--- Start of Record set ---
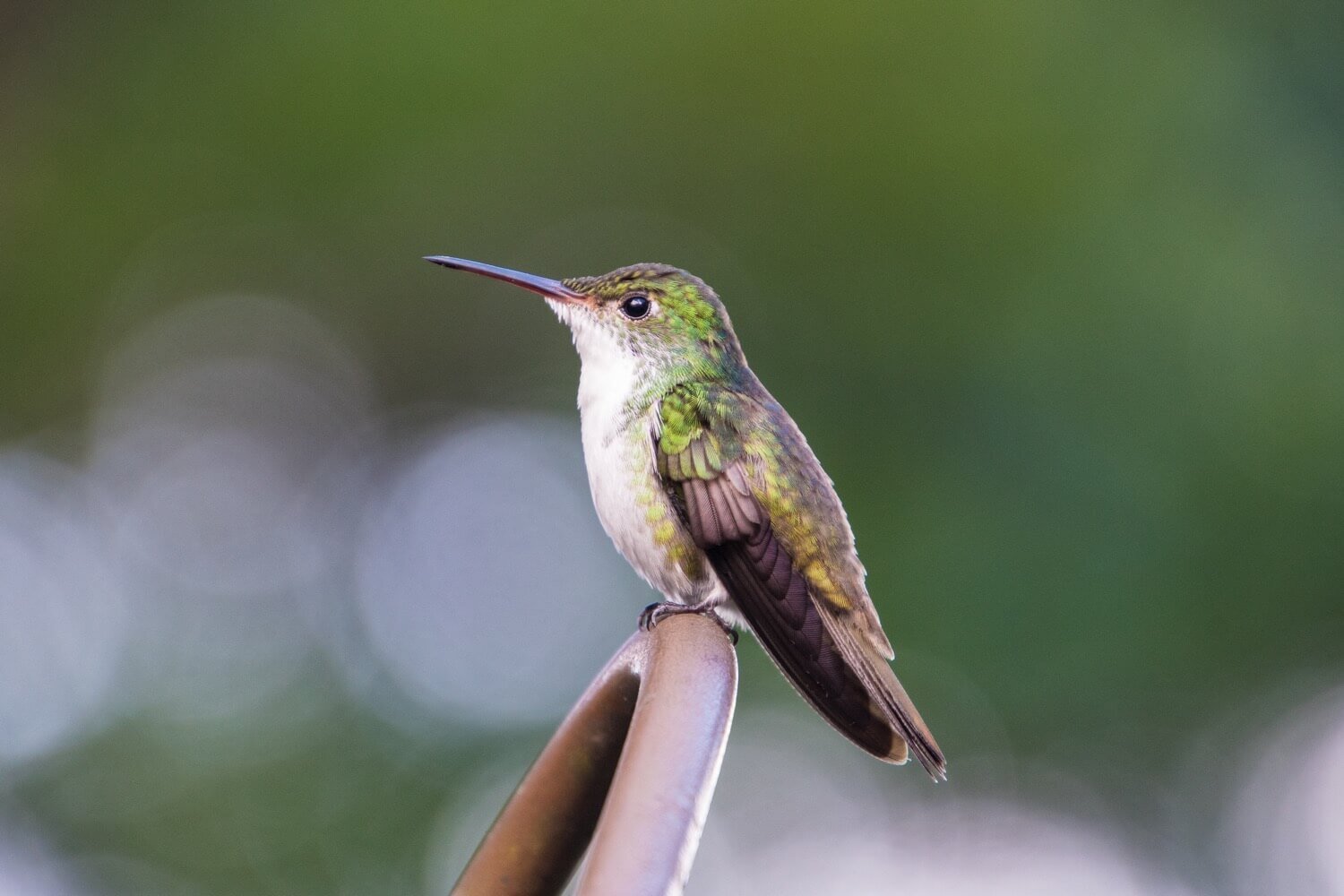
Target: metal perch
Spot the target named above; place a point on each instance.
(632, 769)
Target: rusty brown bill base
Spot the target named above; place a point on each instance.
(632, 769)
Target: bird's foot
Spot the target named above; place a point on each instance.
(658, 611)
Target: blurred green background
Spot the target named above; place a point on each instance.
(1054, 290)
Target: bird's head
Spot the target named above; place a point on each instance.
(667, 320)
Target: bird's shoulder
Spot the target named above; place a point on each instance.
(769, 476)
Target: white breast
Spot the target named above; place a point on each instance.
(618, 454)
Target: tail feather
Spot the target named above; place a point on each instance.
(846, 681)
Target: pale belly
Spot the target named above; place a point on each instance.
(639, 516)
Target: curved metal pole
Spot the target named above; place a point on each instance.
(636, 761)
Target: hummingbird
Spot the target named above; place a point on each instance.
(709, 489)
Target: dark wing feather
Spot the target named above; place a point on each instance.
(838, 673)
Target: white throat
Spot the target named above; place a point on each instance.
(609, 374)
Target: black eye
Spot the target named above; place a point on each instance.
(634, 306)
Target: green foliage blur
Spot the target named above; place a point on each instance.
(1053, 288)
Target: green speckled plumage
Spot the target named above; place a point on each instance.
(711, 492)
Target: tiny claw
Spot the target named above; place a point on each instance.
(659, 610)
(650, 616)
--- End of Record set ---
Return the lines of the material verbatim, beginning at the line that contains "Target: green foliage blur" and continuing through the final line of the material.

Exercise answer –
Target: green foliage blur
Spot the target named above; place a point on each instance.
(1053, 288)
Target: green speckled plumage
Spot the target named above; place a point on each instance.
(711, 492)
Target: tiny claw
Spot the target named above; place a point on each instance.
(659, 610)
(650, 616)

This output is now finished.